## Текстовый блок:
'''

Длинными зимними вечерами дедушка часто садился рядом со мной у трепетного фитилька и с интересом спрашивал, что я читаю, говорил со мной, как со взрослой, вроде бы на отвлеченные темы. «Смотри, — однажды он протянул мне свою ладонь, — каждому пальцу одинаково больно, если отрезать его от руки. А пальцы-то совсем разные: этими я держу лопату, а этими ты держишь иголку. Дружно работая, они дают нам жизнь. Наши правители не понимают этого. Давай им равенство! Но не могут быть все одинаково равны. Дай Бог, чтобы это поняли, наконец, на наших фронтах!»

С началом теплых дней 1942 года к нам неумолимо стал приближаться Воронежский фронт. Бомбили железную дорогу и близкую узловую станцию Кочетовка. То тут то там возникали пожары. Горели элеваторы и склады. Рядом с домами были вырыты «щели», куда мы прятались при налетах. Поток несчастных беженцев, перегонявших скот через наше село неизвестно куда, увеличился.

'''

## Задания:
1. Какую близкую узловую станцию бомбили, согласно фрагменту воспоминаний?
2. Напишите продолжение фрагмента воспоминаний, начав сразу после его последнего предложения.
Перечень, приведенный далее, для работы не требуется.

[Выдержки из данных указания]
'''

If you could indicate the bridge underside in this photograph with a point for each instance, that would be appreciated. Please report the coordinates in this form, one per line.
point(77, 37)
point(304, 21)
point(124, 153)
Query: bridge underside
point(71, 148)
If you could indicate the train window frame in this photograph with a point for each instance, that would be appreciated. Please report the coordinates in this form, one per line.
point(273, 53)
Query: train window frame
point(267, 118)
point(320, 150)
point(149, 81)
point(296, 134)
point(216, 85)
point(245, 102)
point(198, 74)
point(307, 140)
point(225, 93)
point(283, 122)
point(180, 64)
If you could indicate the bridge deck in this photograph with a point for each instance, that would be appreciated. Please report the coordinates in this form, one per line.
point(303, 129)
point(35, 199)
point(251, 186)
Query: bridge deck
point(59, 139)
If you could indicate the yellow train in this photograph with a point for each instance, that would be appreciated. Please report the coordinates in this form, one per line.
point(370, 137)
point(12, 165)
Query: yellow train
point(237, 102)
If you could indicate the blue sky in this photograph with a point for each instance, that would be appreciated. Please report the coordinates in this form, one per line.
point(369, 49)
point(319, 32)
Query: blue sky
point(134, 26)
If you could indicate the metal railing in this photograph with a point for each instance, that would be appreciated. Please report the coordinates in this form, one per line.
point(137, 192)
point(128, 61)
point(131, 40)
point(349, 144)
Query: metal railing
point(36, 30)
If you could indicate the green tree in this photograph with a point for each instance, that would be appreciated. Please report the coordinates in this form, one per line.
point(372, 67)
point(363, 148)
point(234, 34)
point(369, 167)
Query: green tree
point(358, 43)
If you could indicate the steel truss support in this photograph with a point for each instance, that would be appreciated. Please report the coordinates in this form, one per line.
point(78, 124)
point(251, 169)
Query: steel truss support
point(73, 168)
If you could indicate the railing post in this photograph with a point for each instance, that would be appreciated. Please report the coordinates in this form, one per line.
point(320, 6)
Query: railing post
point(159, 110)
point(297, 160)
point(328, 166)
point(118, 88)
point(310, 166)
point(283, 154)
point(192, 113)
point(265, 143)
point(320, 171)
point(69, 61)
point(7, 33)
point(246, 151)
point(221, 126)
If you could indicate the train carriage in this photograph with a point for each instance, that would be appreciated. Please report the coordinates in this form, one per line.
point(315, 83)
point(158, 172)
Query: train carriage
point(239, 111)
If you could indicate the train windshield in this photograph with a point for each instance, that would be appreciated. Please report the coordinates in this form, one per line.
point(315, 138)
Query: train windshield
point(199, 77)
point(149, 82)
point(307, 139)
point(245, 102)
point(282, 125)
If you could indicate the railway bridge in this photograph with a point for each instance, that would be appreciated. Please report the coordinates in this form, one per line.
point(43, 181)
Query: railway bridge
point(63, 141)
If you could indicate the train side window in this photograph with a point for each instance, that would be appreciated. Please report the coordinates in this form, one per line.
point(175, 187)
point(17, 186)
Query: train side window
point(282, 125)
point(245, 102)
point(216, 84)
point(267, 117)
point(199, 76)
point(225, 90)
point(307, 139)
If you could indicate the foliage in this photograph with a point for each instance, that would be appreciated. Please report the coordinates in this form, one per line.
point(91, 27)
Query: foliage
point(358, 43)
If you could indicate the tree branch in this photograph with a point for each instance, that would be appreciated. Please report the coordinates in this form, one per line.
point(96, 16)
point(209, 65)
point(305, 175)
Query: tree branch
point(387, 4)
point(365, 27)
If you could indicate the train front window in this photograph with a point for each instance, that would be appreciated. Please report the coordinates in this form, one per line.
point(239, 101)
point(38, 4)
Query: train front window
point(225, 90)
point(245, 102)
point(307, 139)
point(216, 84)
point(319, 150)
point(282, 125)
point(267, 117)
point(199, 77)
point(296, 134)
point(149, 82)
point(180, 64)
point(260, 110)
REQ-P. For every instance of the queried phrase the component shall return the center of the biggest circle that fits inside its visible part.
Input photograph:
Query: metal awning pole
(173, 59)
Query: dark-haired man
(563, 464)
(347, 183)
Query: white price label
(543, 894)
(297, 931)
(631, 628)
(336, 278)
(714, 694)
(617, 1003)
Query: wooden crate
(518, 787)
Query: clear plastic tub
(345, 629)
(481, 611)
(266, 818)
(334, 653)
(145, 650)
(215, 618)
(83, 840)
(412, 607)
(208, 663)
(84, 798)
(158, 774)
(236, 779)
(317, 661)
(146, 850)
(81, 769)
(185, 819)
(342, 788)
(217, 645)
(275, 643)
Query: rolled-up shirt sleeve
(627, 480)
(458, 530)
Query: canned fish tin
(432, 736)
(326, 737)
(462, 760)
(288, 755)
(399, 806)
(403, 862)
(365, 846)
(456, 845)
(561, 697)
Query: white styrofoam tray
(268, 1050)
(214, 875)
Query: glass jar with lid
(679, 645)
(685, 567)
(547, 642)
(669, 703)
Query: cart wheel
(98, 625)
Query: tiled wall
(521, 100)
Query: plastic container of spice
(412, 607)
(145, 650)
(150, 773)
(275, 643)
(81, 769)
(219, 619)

'''

## Ответы по заданиям:
1. Станцию Кочетовка.

2.
В августе беженцев сменили наши отступающие войска. Они шли широким потоком по дорогам села, грязные, измученные, голодные. Машины и лошади везли пушки, раненых. Солдаты с полной выкладкой, в жару, тянули за собой пулеметы, а также вели и несли раненых товарищей. От страха и горя мы теряли дар речи, говорили сквозь слезы, постоянно плача. Под командой дедушки наши школьные отряды пытались чем-то помочь солдатам: постоянно черпали воду из колодцев и по цепочке ставили вёдра у дороги. Люди жадно пили и лили ее на себя. Появилась уже ранняя картошка. Дедушка разжег у дороги большой костер, подвесил над ним котел, в котором она непрерывно варилась. Женщины вычерпывали вареные картофелины и передавали их идущим. Люди шли и шли не останавливаясь. Привалов в селе не было даже ночью.

Один из эпизодов сохранился в памяти на всю жизнь. Бледный запыленный человек подошел к костру, сбросил свою поклажу, затем снял рубашку и начал трясти ее над пламенем. Вши с нее сыпались в костер и трещали, сгорая. Я вылила на него ведро воды. Он сказал: «Еще!» — умыл лицо, намочил волосы, но тут, услышав окрик, не одеваясь, подхватил свою ношу и, улыбнувшись мне потрескавшимися губами, сказал: «Спасибо, дочка!»

Рано утром село опустело. Дедушка сделал вывод: «Не сегодня-завтра немец будет здесь! Немедленно собирайся в дорогу. От Москвы немцев отогнали, поезжай к матери. В селе первым делом фашисты расстреляют председателя, меня сделают старостой. А как же?! Кулак! Тебя же растерзает солдатня. Спрятать мне вас, дорогие деточки, негде. Но наши непременно вернутся! Тогда первым делом они расстреляют меня, как предателя, и тебя — заодно!»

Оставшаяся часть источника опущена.